Chief Justice Long says, in the opinion which is thus incorporated into the order of the court that "the defendant has filed a petition for rehearing assigning therein twelve reasons why the same should be granted. The . . . second . . . points made, are but a repetition of those urged both in oral argument and in the printed briefs and already fully considered and determined. They present no new consideration and are fully met by the opinion."
I submit that the reference in the order, denying the petition for rehearing, in this opinion filed by Chief Justice Long, incorporates the opinion into the record, and that it is not merely a "recorded and filed" opinion as required by the rules of the Supreme Court of the Territory of New Mexico, or a certified opinion as required by the rules of this court, but that it is thus by reference made part of the record of proceedings of the Supreme Court, with the same effect as if the reasons referred to by the court in its order and stated therein to have been "set forth in an opinion by Chief Justice Long," had been incorporated into the order itself.

▬▬▬

> [EXERCISE REQUIREMENTS]:
1. Copy the passage on the petition for rehearing word for word, starting with "I submit that" and going on through "the order itself.".
2. Carry on the passage on the petition for rehearing, picking up right after its final sentence.

▬▬▬

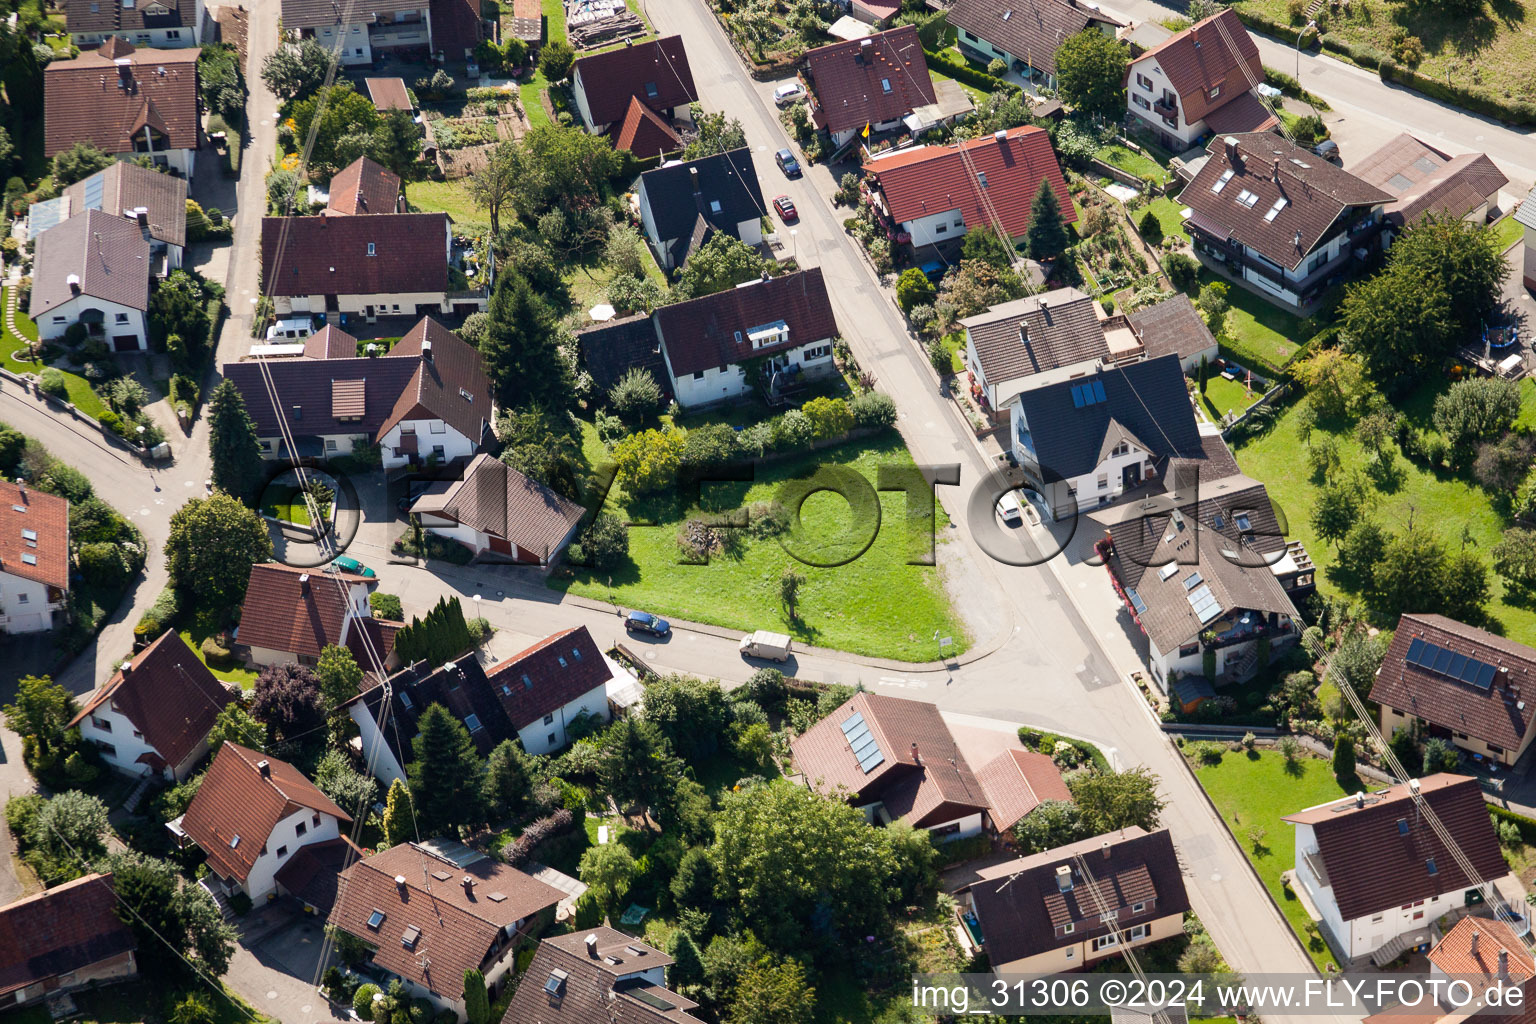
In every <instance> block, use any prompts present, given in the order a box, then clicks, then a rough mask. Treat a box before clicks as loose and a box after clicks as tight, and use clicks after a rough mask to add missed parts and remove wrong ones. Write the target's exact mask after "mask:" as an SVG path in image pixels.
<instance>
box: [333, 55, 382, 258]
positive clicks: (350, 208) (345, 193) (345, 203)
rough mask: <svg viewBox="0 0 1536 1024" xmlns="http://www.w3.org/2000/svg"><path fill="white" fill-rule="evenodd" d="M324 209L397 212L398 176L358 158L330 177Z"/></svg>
mask: <svg viewBox="0 0 1536 1024" xmlns="http://www.w3.org/2000/svg"><path fill="white" fill-rule="evenodd" d="M396 81H399V80H398V78H396ZM326 209H327V210H329V212H332V213H398V212H399V175H398V173H395V172H393V170H389V169H387V167H381V166H379V164H376V163H373V161H372V160H369V158H367V157H358V158H356V160H353V161H352V163H350V164H347V166H346V167H343V169H341V170H338V172H336V177H333V178H332V180H330V201H329V203H327V204H326ZM364 252H366V250H364ZM375 258H376V256H375Z"/></svg>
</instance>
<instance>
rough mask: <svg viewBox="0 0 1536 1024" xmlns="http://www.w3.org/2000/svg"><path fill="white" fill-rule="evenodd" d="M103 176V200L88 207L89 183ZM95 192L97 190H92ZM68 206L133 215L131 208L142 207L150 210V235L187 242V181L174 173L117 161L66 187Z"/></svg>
mask: <svg viewBox="0 0 1536 1024" xmlns="http://www.w3.org/2000/svg"><path fill="white" fill-rule="evenodd" d="M92 178H101V190H100V197H101V201H100V204H98V206H95V207H88V206H86V184H88V183H89V181H91V180H92ZM91 192H92V195H95V193H97V192H95V189H94V187H92V189H91ZM65 195H68V197H69V209H71V212H72V213H74V215H77V216H78V215H80V213H81V212H83V210H86V209H100V210H103V212H106V213H112V215H115V216H124V218H132V213H131V210H135V209H138V207H140V206H143V207H144V209H147V210H149V236H151V238H154V239H157V241H163V243H166V244H169V246H184V244H186V241H187V181H186V178H177V177H175V175H169V173H161V172H158V170H152V169H149V167H140V166H138V164H131V163H127V161H118V163H115V164H112V166H111V167H108V169H106V170H100V172H97V173H94V175H91V178H84V180H81V181H77V183H74V184H72V186H69V187H68V189H65Z"/></svg>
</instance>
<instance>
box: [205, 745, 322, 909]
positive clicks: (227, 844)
mask: <svg viewBox="0 0 1536 1024" xmlns="http://www.w3.org/2000/svg"><path fill="white" fill-rule="evenodd" d="M263 761H266V765H267V772H269V774H267V775H263V774H261V763H263ZM300 808H309V809H310V811H316V812H319V814H329V815H330V817H333V818H336V820H338V821H341V823H343V824H350V823H352V815H349V814H347V812H346V811H343V809H341V808H338V806H336V804H335V803H333V801H332V800H330V797H327V795H326V794H323V792H319V789H316V788H315V783H312V781H309V780H307V778H304V774H303V772H301V771H298V769H296V768H293V766H292V765H289V763H287V761H281V760H278V758H275V757H272V755H269V754H263V752H260V751H252V749H250V748H247V746H240V745H238V743H230V742H229V740H226V742H224V745H223V746H220V748H218V755H217V757H215V758H214V763H212V765H209V768H207V772H206V774H204V775H203V785H201V786H198V791H197V795H195V797H194V798H192V803H190V806H187V812H186V814H184V815H183V817H181V829H183V831H184V832H186V834H187V835H189V837H192V841H194V843H197V844H198V847H200V849H201V851H203V852H204V854H207V863H209V867H212V869H214V870H217V872H218V874H220V875H221V877H224V878H238V880H241V881H244V880H246V878H247V877H249V875H250V867H252V866H253V864H255V863H257V858H258V857H260V855H261V847H263V846H264V844H266V841H267V837H269V835H272V829H273V827H276V824H278V821H281V820H283V818H286V817H289V815H290V814H293V812H295V811H298V809H300Z"/></svg>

▬▬▬

> [REPLIES]:
1.
I submit that the reference in the order, denying the petition for rehearing, in this opinion filed by Chief Justice Long, incorporates the opinion into the record, and that it is not merely a "recorded and filed" opinion as required by the rules of the Supreme Court of the Territory of New Mexico, or a certified opinion as required by the rules of this court, but that it is thus by reference made part of the record of proceedings of the Supreme Court, with the same effect as if the reasons referred to by the court in its order and stated therein to have been "set forth in an opinion by Chief Justice Long," had been incorporated into the order itself.

2.
I further submit that this reference to the opinion shows that both in the oral argument and in the printed briefs it was objected at the hearing, that Treadwell's testimony and ex parte affidavits were without cross-examination or notice to any one improperly injected into the record in the court below, and retained there in the face of the defendant's motion to strike out and suppress. This is the only form in which the objection could have been made in the oral argument and the printed briefs.
And I also submit that the denial of the rehearing to which the defendant was entitled upon the second ground above stated by its counsel, is a sufficient objection and exception to the testimony of Treadwell and the ex parte affidavits attached thereto.
Mr. Assistant Attorney General Parker and Mr. Thomas Smith for appellee.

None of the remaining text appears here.